The organization is already providing food, cash, livelihood support, and critical health and nutrition services to stop children from going hungry, either now or in the future.
Save the Children also works with partners to help communities spot early warning signs for hunger drivers, so they can take the necessary steps to protect themselves and mitigate against the worst impacts.
Mthulisi Dube, a nutritionist, currently working with Save the Children’s Emergency Health Unit in Turkana in Northern Kenya, said at least 229,000 children across northern Kenya are severely acutely malnourished with their lives as risk.
“There is illness everywhere, linked to hunger and thirst. I’ve heard that in some communities, the situation is so bad that after their animals starve to death, people have had to eat the putrid meat because they have no other option for food,” said Dube.
Dube added that the children drink from drying riverbeds and wells usually reserved for livestock.
“They are coming down with diarrhoea, which is worsening their dehydration. It’s a vicious cycle. We are also finding it harder and harder to treat unwell children because families are continually on the move. We have been moving our health posts to the most remote hubs, far from major towns, where herding communities normally know where to find us, but they are five steps ahead of us –walking, looking for food and water,” he said.
In the meantime, an already critical humanitarian situation in South Sudan, the world’s youngest nation, has been further compounded by the third consecutive years of severe flooding. This has left an estimated 63 per cent of the population – of 7.7 million– facing high levels of acute food insecurity.
In Afghanistan, 9.6 million children are hungry every day due to a dire combination of economic collapse, the impacts of the war in Ukraine and an ongoing drought, the latest figures show.
“A purely responsive system will not be able to prepare or respond to challenges in future years. Together, with governments, donors, partners, and communities, we must change the course of this global crisis to create a safe, happy and healthy world for our children, free from harm and hunger,” concluded Waaijman.

══════════════════════════════

> _What to work on_:
(1) List every country the passage on child hunger names.
(2) According to the passage on child hunger, how many children across northern Kenya are severely acutely malnourished?

[Stored records]
══════════════════════════════

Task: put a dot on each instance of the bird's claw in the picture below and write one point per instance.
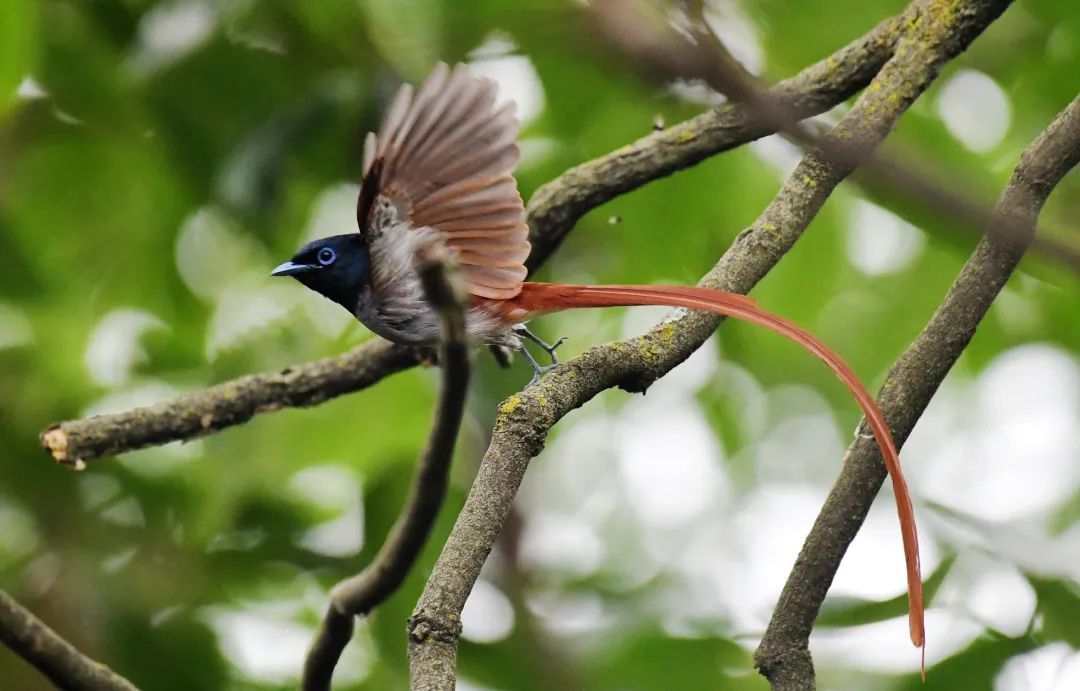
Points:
(538, 373)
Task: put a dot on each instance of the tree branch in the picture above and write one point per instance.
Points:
(943, 29)
(55, 658)
(360, 594)
(783, 655)
(225, 405)
(552, 213)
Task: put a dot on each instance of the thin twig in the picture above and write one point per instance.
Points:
(552, 213)
(360, 594)
(225, 405)
(55, 658)
(525, 419)
(783, 655)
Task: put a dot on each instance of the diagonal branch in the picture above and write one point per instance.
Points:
(525, 419)
(360, 594)
(783, 655)
(552, 213)
(55, 658)
(225, 405)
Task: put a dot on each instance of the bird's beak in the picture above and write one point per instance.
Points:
(291, 268)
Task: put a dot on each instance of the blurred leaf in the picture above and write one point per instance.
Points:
(842, 611)
(18, 45)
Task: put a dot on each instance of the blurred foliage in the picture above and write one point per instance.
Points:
(158, 158)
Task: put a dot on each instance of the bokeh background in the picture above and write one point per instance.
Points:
(157, 159)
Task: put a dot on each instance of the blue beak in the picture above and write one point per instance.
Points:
(291, 268)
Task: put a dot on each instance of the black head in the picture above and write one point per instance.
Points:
(338, 268)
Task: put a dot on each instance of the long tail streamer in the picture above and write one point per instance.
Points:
(537, 298)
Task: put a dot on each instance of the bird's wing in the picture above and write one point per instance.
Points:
(444, 157)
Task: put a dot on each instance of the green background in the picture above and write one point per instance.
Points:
(167, 154)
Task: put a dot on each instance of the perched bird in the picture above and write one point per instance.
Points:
(440, 171)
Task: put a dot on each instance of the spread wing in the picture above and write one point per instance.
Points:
(444, 157)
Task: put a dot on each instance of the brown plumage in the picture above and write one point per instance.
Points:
(441, 171)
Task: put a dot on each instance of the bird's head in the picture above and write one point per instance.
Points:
(338, 268)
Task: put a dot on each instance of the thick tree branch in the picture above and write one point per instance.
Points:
(783, 655)
(666, 54)
(552, 213)
(359, 595)
(942, 30)
(55, 658)
(556, 206)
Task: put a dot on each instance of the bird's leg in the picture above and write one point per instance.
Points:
(524, 332)
(538, 369)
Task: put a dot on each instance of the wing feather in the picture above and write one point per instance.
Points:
(444, 157)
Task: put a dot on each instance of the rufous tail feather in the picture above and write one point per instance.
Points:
(538, 298)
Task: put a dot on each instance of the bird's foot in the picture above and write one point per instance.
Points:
(540, 371)
(524, 332)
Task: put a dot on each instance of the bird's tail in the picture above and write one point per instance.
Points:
(538, 298)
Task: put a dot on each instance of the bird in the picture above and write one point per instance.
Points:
(439, 174)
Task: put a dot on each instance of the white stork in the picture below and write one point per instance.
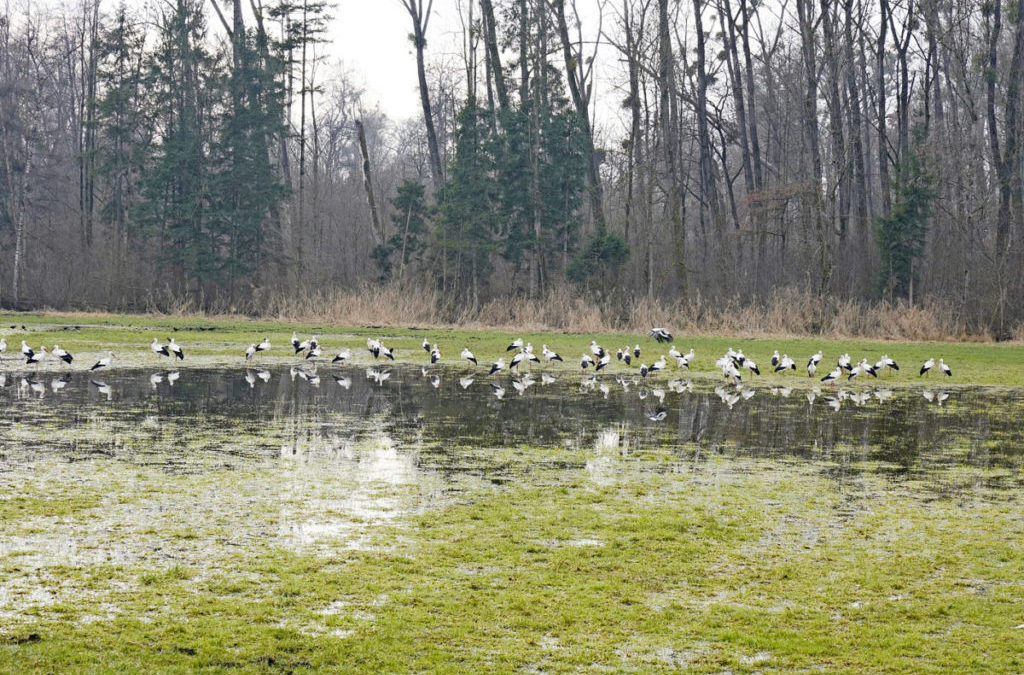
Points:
(34, 356)
(660, 334)
(158, 348)
(812, 364)
(62, 354)
(103, 363)
(834, 375)
(548, 354)
(175, 349)
(785, 363)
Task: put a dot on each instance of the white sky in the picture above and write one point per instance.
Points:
(370, 38)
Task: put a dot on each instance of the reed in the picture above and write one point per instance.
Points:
(786, 312)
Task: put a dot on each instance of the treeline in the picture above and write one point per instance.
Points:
(208, 156)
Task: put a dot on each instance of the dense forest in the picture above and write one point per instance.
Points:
(206, 154)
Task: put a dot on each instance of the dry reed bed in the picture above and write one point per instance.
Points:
(785, 313)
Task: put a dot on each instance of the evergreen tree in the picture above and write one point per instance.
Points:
(465, 210)
(410, 219)
(245, 183)
(900, 236)
(120, 124)
(175, 187)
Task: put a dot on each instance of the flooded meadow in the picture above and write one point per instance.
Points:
(501, 521)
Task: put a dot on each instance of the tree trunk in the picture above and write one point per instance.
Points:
(579, 77)
(494, 56)
(421, 18)
(668, 113)
(368, 185)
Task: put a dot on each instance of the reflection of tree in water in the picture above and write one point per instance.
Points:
(219, 412)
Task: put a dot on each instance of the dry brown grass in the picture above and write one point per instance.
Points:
(787, 312)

══════════════════════════════

> _Numbered responses_:
(1) Kenya, South Sudan, Afghanistan, Ukraine

(2) At least 229,000.